We think we all know what we refer to when we say "teenager," but the actual age of teenagers can sometimes get mixed up. Is an 11-year-old a teenager yet? Are 19-year-olds still teenagers? The World Health Organization, for one, places teenagers between the ages of 10 and 19.
The American Academy of Pediatrics distinguishes three stages of adolescence. They say that it starts at 10 years old and goes on until we're 21 (and, sometimes, even beyond!). Early teenagehood, according to them, is from 10 to 13 years. Middle adolescence is from 14 to 17, and the latest stage is from 18 to 21.
Nowadays, we associate teenagers with rebellion, sulkiness, and phrases like "It's not a phase, Mom!" But teenagehood wasn't always a thing. Teenagers as a concept in society only appeared in the middle of the 20th century. Until then, you simply used to be a child, and then, bam! You're suddenly an adult, having to work just like any other grown-up.
Back in those days, people even treated children as adults. The world consisted of children and adults. Kids used to work menial and dangerous jobs at ages as young as seven years old. Children and teens usually worked on their family's farms, and when industrialization came around, they became factory workers.
Of course, those who grew up in more well-off families wouldn't work on farms or in factories. They would receive an education and go on to become lawyers, doctors, priests, and such. Before the 19th century, only a small portion of the child population would receive any education in Britain at all.
The U.S. passed laws between 1920 and 1936 to save children from toiling away in factories. As a result, the percentage of kids and teenagers in schools more than doubled from 30% to 60%.
The director of the documentary Teenage said that the Industrial Revolution inadvertently paved the way for child labor laws and, in turn, for teenagehood to become a thing. "The Industrial Revolution and the advent of child labor was a good way to bracket the story, since once you went to work, you were no longer considered a kid," he told Collectors Weekly. "When they started to make child labor illegal, this second stage of life emerged, and it needed a name. It was called adolescence."

=== Information given ===
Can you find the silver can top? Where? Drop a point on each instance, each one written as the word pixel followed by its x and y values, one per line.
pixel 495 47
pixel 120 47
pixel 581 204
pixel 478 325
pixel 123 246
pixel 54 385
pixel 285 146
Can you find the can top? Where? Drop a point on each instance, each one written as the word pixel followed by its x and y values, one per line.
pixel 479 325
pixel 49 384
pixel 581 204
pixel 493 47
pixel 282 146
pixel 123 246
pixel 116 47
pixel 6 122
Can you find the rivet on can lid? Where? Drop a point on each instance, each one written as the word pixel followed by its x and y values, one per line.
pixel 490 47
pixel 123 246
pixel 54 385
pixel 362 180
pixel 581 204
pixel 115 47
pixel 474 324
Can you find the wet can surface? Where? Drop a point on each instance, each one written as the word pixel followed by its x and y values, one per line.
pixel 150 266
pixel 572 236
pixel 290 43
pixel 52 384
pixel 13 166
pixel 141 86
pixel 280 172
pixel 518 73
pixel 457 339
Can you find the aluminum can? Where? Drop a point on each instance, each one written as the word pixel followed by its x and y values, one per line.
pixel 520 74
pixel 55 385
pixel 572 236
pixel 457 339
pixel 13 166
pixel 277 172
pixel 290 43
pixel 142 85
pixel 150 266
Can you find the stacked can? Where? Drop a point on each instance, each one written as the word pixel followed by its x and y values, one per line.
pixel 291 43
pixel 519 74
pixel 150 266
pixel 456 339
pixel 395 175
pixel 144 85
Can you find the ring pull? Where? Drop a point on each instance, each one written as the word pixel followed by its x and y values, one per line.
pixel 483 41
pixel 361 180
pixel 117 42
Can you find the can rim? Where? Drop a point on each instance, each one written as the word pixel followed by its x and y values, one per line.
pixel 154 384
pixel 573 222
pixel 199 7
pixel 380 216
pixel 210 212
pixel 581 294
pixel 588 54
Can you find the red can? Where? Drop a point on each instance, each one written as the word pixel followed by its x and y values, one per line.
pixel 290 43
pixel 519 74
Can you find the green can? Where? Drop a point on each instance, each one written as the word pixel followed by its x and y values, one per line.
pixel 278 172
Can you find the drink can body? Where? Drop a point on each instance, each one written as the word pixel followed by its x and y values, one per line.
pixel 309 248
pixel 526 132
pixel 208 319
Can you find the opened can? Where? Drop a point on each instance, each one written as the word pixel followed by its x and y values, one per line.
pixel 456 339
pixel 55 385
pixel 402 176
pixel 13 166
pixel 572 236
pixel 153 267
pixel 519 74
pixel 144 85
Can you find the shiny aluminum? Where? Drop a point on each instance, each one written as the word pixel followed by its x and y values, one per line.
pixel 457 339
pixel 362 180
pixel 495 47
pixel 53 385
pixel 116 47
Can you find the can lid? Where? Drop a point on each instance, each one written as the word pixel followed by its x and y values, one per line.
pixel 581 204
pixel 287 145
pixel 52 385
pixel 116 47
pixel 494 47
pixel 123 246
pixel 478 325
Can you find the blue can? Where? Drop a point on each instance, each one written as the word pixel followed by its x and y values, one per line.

=== What to work on ===
From the text on teenagers, output the passage from "Of course, those" up to and including "30% to 60%.", word for word.

=== Answer below ===
Of course, those who grew up in more well-off families wouldn't work on farms or in factories. They would receive an education and go on to become lawyers, doctors, priests, and such. Before the 19th century, only a small portion of the child population would receive any education in Britain at all.
The U.S. passed laws between 1920 and 1936 to save children from toiling away in factories. As a result, the percentage of kids and teenagers in schools more than doubled from 30% to 60%.